**Requirement 1**
In the biography of Peggy Nicholson below, condense the paragraph beginning "Educated at Brown University" into two sentences while keeping its main facts.
**Requirement 2**
Determine whether each statement agrees with the biography of Peggy Nicholson below. Answer yes or no for each, quoting the words of the biography that decide it: (a) Peggy's mother gave her a goat for her 11th birthday. (b) Peggy attended a university in Texas. (c) At one point, the household held 35 animals.

**Given text**
Peggy Nicholson was born and raised in Texas. She learned a lot about gambling and dreaming from her father, a Texas wildcatter (which means a maverick oilman who chases the big score, drilling away from known oil fields. Lots scarier, somehow more satisfying.) "Our jobs are a lot alike, aren't they?" he commented recently.
She learned that life could - should - be filled with fun and adventure from her mother, a fey and madcap Georgia peach. Who else but Mom could invite twenty friends on a nighttime picnic at the site of a reported flying saucer sighting - and see one? Who else could give her daughter a goat for her 11th birthday, which turned out - oops! - to be pregnant? Who else would first go paragliding at the age of 60? (Peggy tends to say "moootherrr," a lot, and mean it.)
Peggy grew up on a one acre ranch outside Houston. "Nobody in my family can resist an animal," she says, "and at one point the household had 35 in residence, including the screech owl that lived in my parent's bedroom, a three-legged hamster, an alligator, seven turtles, nine afghan hounds, three cats, a white rat named Mary Todd Lincoln, the bull calf we hitched to a wagon, the armadillo that had free run of the house, a canary, two goats, and best of all - a hard-as-nails ol' Texas pony, with a running 'W' brand on her hip, who taught me everything I know about riding (starting with duck when your pony bolts under the nearest low hanging branch). Then later, a leggy half-thoroughbred, suitable for racing trains. (I guess this is as good a place as any to thank my guardian angel and say sorry about all those hours of overtime.)"
Small wonder then that Peggy's books have featured an assortment of whimsical animals such as Burton, apparently half crocodile, half bassett hound, ("modeled shamelessly on my brother's beloved Jamie," she admits). There's been a racehorse named Payback, a double-pawed cat that solves mysteries, an assortment of lovesick voles, (some monogamous, some polygamous).
"And then there's man, the most fascinating, magnificent, and maddening beast of all, star of every book I write."
Educated at Brown University in Rhode Island, Peggy studied art and English, then went on to teach art for 10 years in a public high school. "Guess I had some influence, because the first time I gave a book signing, three of my old students showed up. They'd all become art teachers."

**Given data**

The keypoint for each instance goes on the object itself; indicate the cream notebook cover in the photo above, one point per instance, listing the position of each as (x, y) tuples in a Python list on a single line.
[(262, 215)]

**Task output 1**
Peggy studied art and English at Brown University in Rhode Island and then taught art in a public high school for 10 years. Three of her former students, all of whom had become art teachers, attended her first book signing.

**Task output 2**
(a) Yes: "Who else could give her daughter a goat for her 11th birthday"
(b) No: "Educated at Brown University in Rhode Island"
(c) Yes: "at one point the household had 35 in residence"